> **Consigne 1**
Recopiez à l'identique, s'il vous plaît, les lignes de données depuis celle qui contient « Exercise. Mark the cumulus » jusqu'à la dernière ligne de données, ces deux lignes comprises.

> **Texte extrait**

Mesdames et Messieurs,
Avant toute chose, je veux vous dire combien je ressens de joie et d'enthousiasme au moment de m'adresser à vous. Car c'est la première fois que je viens sur le campus de Fouillole, ici à Pointe-à-Pitre, à la rencontre de communauté universitaire antillaise. Et c'est pour moi une très grande fierté de découvrir aux côtés de son président que je remercie pour son accueil si chaleureux, cette belle, cette très belle Université des Antilles et de la Guyane.
Je veux vous dire aussi que l'occasion qui m'est donnée par l'inauguration de ce très beau bâtiment revêt pour moi une portée singulière. Car c'est ici, sur ce campus, que l'on ressent le mieux combien la Guadeloupe regorge de talents, d'opportunités, d'atouts inestimables pour l'avenir.
En venant à Fouillole tout à l'heure, je me faisais la réflexion en effet que le message que je porte dans toutes les régions et dans toutes les universités de France, résonnerait ici avec une force particulière.
Je dis souvent que l'enseignement supérieur et la recherche ne sont pas seulement une priorité pour la nation, qu'ils sont aussi, et peut être même surtout, le ferment du développement et du rayonnement de chacun de nos territoires.
Cette conviction est d'ailleurs le fil rouge de toutes les réformes que j'ai engagées depuis bientôt quatre ans, en commençant bien entendu par la première d'entre elles : l'autonomie des universités.
Qu'est-ce-que l'autonomie des universités en effet, si ce n'est la confiance faite aux acteurs locaux pour tirer parti des atouts de leur territoire ? Et c'est bien ainsi que l'ont entendu la grande majorité des universités de France qui sont passées aujourd'hui aux responsabilités élargies, et qui définissent grâce à elles des projets pédagogiques et scientifiques adaptées aux réalités et aux besoins de leur environnement.
Eh bien, ma conviction profonde, mesdames et messieurs, c'est que la réforme des universités offre à l'UAG au travers de ses pôles, Guadeloupéen, Martiniquais et Guyanais, le cadre dont elle a besoin pour construire sa stratégie de développement pluri territoriale.
Car la loi relative aux libertés et aux responsabilités des universités, plus qu'un simple instrument juridique, est un outil puissant de décentralisation : de décentralisation concrète et avancée qui doit permettre aux Antillais et aux Guyanais d'investir pleinement sur ce qui fait leurs forces : leur identité géographique, économique et culturelle, leurs étudiants, leurs chercheurs, et bien entendu leur université pluri territoriale.
Bien sûr, définir une telle stratégie est une entreprise de longue haleine. Pour la mener à terme, chacun doit donc assumer pleinement son rôle.
Celui de l'Etat est d'accompagner jusqu'au bout les universités dans leur volonté d'autonomie, en leur donnant les moyens financiers, administratifs et humains de construire leurs projets et de le faire dans la durée.

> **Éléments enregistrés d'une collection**
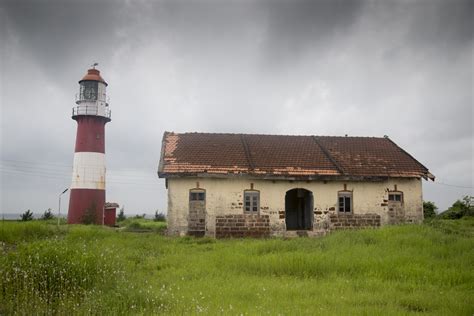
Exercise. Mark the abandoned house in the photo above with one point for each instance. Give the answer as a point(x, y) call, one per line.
point(238, 185)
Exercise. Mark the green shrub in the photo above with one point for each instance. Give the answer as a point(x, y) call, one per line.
point(27, 216)
point(459, 209)
point(429, 209)
point(47, 215)
point(121, 217)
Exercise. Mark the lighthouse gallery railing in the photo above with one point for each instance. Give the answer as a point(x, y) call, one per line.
point(91, 110)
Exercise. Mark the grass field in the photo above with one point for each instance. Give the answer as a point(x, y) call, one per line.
point(398, 270)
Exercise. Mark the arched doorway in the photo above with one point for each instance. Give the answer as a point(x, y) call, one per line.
point(299, 209)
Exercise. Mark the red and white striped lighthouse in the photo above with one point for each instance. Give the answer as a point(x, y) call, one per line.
point(87, 195)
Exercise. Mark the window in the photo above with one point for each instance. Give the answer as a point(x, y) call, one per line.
point(251, 201)
point(345, 202)
point(395, 196)
point(197, 195)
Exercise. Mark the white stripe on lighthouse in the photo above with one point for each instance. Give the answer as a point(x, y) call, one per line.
point(88, 171)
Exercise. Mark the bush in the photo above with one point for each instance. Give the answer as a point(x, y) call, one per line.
point(459, 209)
point(27, 216)
point(429, 209)
point(48, 214)
point(121, 217)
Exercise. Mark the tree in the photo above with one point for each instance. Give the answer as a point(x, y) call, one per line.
point(429, 209)
point(27, 216)
point(159, 217)
point(48, 214)
point(121, 217)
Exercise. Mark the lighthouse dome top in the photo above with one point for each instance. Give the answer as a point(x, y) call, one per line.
point(93, 75)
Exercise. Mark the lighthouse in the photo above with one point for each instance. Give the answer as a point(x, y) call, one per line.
point(87, 191)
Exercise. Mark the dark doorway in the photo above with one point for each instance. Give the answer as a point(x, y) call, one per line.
point(298, 209)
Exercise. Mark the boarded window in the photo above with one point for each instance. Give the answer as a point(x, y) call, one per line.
point(197, 195)
point(345, 202)
point(251, 201)
point(395, 196)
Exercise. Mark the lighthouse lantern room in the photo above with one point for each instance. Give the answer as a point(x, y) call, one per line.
point(87, 197)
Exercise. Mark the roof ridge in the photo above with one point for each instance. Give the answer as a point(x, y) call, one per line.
point(328, 155)
point(247, 151)
point(263, 134)
point(429, 175)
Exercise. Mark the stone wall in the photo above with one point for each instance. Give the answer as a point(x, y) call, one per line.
point(242, 225)
point(225, 196)
point(352, 221)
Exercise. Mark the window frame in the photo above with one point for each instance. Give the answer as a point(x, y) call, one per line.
point(345, 194)
point(199, 192)
point(250, 194)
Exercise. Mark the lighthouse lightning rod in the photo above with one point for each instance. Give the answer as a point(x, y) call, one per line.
point(59, 206)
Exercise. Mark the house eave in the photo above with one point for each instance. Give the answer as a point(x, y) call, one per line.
point(269, 176)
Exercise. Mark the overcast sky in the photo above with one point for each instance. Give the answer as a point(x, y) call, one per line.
point(363, 68)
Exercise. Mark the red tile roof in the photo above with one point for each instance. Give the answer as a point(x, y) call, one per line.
point(286, 157)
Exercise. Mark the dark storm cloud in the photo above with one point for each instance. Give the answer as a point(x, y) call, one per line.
point(402, 68)
point(55, 33)
point(296, 28)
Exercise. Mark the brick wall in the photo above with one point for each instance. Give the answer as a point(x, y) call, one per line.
point(242, 225)
point(351, 221)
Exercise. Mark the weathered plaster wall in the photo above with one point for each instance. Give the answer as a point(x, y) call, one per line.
point(225, 197)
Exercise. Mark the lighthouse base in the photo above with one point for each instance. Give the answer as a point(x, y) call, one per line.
point(86, 206)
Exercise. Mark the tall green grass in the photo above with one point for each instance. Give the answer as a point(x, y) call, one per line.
point(398, 270)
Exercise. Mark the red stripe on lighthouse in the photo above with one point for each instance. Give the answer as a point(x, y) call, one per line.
point(90, 135)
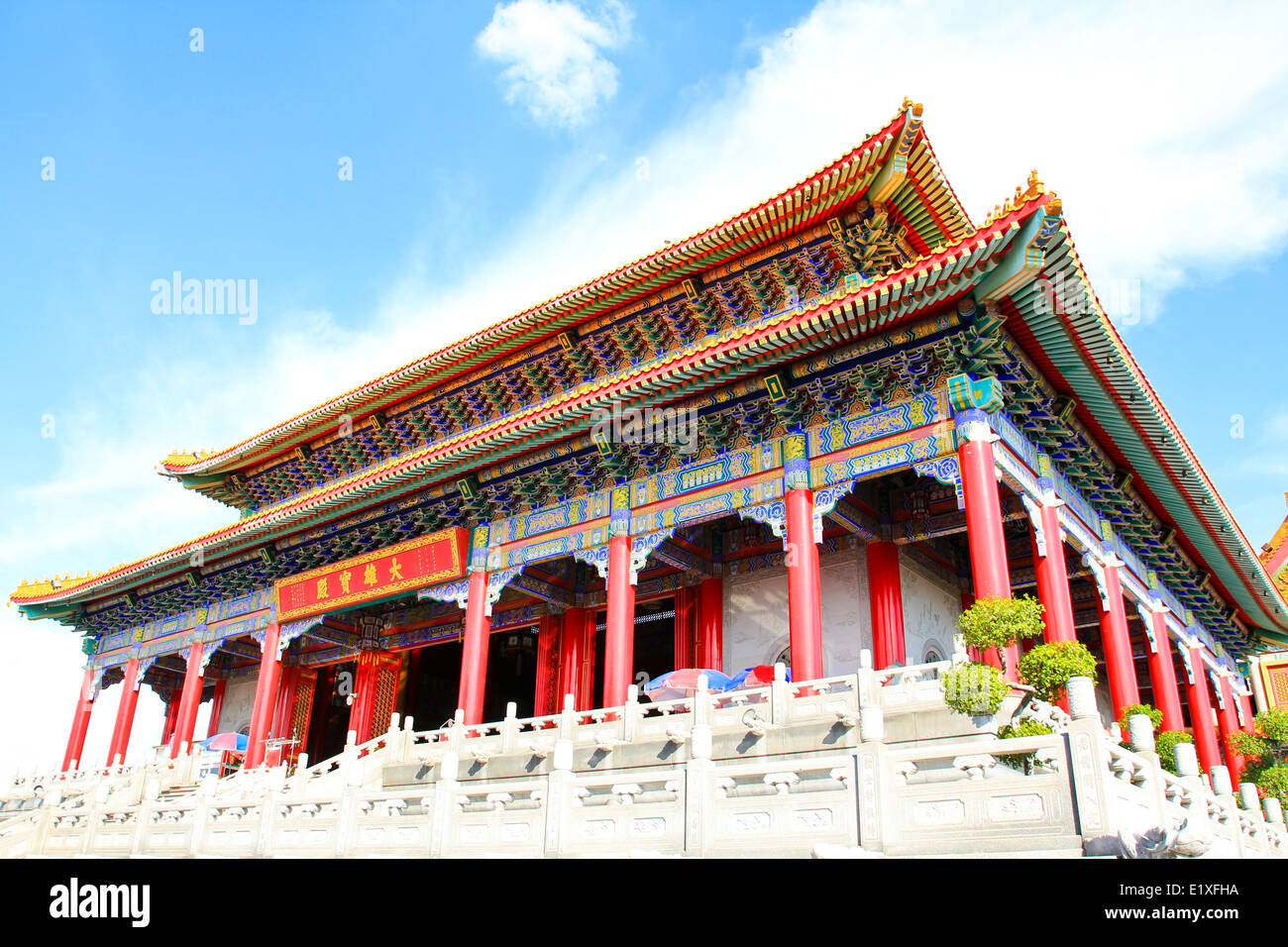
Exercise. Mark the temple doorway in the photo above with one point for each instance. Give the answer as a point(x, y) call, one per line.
point(655, 644)
point(329, 720)
point(511, 673)
point(438, 684)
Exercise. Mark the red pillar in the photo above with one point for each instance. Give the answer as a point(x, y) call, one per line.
point(709, 622)
point(1117, 642)
point(804, 595)
point(1245, 702)
point(546, 692)
point(217, 706)
point(478, 625)
point(572, 641)
point(266, 697)
point(120, 742)
point(80, 723)
point(984, 534)
point(885, 592)
point(1052, 578)
point(171, 718)
point(283, 712)
point(1201, 711)
point(619, 629)
point(365, 696)
point(191, 698)
point(1162, 673)
point(1228, 720)
point(687, 654)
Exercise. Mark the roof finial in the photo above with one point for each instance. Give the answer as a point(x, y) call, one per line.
point(1035, 187)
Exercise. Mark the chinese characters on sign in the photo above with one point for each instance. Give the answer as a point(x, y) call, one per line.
point(436, 558)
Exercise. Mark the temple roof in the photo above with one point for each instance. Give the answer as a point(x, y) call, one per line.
point(922, 198)
point(1019, 248)
point(1274, 556)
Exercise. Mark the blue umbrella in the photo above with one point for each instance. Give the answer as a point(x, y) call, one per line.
point(760, 676)
point(683, 684)
point(227, 741)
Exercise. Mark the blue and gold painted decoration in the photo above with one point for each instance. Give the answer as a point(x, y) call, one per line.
point(772, 514)
point(966, 393)
point(596, 557)
point(711, 506)
point(458, 592)
point(478, 549)
point(948, 472)
point(897, 419)
point(774, 388)
point(797, 462)
point(619, 512)
point(863, 466)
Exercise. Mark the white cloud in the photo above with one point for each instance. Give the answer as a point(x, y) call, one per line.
point(1163, 127)
point(554, 56)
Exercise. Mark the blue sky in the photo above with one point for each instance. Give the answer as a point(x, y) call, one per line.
point(503, 154)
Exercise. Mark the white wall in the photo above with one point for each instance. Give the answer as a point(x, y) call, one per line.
point(930, 609)
point(239, 702)
point(755, 613)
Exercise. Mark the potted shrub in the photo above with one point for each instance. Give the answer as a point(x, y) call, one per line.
point(979, 689)
point(1047, 668)
point(1164, 745)
point(1265, 753)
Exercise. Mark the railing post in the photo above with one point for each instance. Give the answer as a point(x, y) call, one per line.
point(870, 693)
point(630, 712)
point(1140, 733)
point(568, 719)
point(509, 727)
point(872, 784)
point(559, 781)
point(143, 813)
point(1188, 772)
point(1090, 767)
point(698, 772)
point(446, 789)
point(1224, 792)
point(778, 696)
point(407, 740)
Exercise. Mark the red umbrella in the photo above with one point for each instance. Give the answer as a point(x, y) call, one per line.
point(683, 684)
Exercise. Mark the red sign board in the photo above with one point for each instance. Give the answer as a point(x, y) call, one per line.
point(412, 565)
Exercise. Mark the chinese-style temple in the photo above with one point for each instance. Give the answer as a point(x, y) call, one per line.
point(875, 412)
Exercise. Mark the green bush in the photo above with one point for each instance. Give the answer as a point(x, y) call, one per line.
point(1155, 716)
point(1000, 622)
point(1265, 753)
point(975, 688)
point(1164, 745)
point(1025, 762)
point(1047, 668)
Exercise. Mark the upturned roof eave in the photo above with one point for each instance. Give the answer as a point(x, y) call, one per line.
point(425, 372)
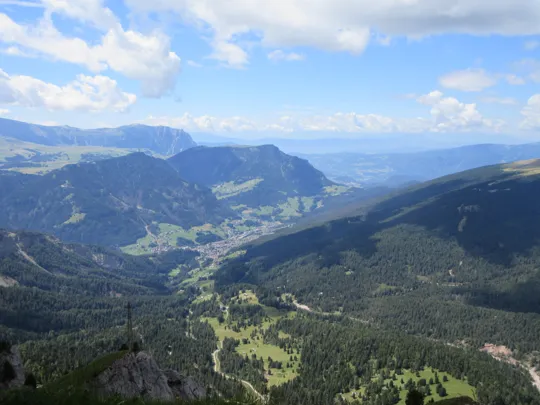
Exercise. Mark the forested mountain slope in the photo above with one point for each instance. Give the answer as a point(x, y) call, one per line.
point(109, 202)
point(453, 259)
point(162, 140)
point(251, 175)
point(65, 304)
point(401, 168)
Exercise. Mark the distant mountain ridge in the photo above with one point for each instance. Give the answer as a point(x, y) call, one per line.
point(161, 140)
point(109, 202)
point(255, 175)
point(401, 168)
point(455, 258)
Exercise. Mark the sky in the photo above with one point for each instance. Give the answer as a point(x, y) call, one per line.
point(276, 68)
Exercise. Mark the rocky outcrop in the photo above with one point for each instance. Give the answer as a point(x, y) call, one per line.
point(185, 388)
point(137, 375)
point(11, 368)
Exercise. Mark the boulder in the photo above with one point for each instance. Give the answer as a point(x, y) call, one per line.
point(136, 375)
point(183, 387)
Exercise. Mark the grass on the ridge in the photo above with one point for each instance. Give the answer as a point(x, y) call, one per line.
point(256, 346)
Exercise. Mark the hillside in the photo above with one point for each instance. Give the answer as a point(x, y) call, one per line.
point(259, 179)
point(452, 259)
point(162, 140)
point(402, 168)
point(108, 202)
point(66, 306)
point(32, 158)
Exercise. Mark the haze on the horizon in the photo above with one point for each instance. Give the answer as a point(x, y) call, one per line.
point(451, 71)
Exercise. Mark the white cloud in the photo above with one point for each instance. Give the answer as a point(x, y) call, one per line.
point(529, 67)
point(16, 51)
point(499, 100)
point(146, 58)
point(447, 114)
point(86, 93)
point(230, 54)
point(346, 25)
point(279, 55)
point(468, 80)
point(531, 45)
point(531, 114)
point(192, 63)
point(514, 80)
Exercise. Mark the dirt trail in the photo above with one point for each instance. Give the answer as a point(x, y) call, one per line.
point(31, 259)
point(244, 382)
point(503, 353)
point(301, 306)
point(535, 377)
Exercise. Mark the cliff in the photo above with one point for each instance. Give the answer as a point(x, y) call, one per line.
point(137, 375)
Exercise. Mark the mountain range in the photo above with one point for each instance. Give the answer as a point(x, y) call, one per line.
point(401, 168)
point(160, 140)
point(108, 202)
point(252, 175)
point(454, 259)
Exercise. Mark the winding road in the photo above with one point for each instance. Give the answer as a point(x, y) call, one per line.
point(217, 369)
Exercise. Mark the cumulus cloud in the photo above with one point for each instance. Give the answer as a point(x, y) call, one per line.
point(146, 58)
point(346, 25)
point(86, 93)
point(531, 114)
point(446, 114)
point(449, 114)
point(531, 45)
point(514, 80)
point(468, 80)
point(499, 100)
point(529, 67)
point(279, 55)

> **Consigne 2**
D'après le discours, quelle est la première des réformes engagées par l'orateur ?

> **Réponse finale 1**
Exercise. Mark the cumulus cloud in the photo above with one point for each instance. Give the answer as a point(x, y) call, one per line.
point(146, 58)
point(346, 25)
point(86, 93)
point(531, 114)
point(446, 114)
point(449, 114)
point(531, 45)
point(514, 80)
point(468, 80)
point(499, 100)
point(529, 67)
point(279, 55)

> **Réponse finale 2**
L'autonomie des universités.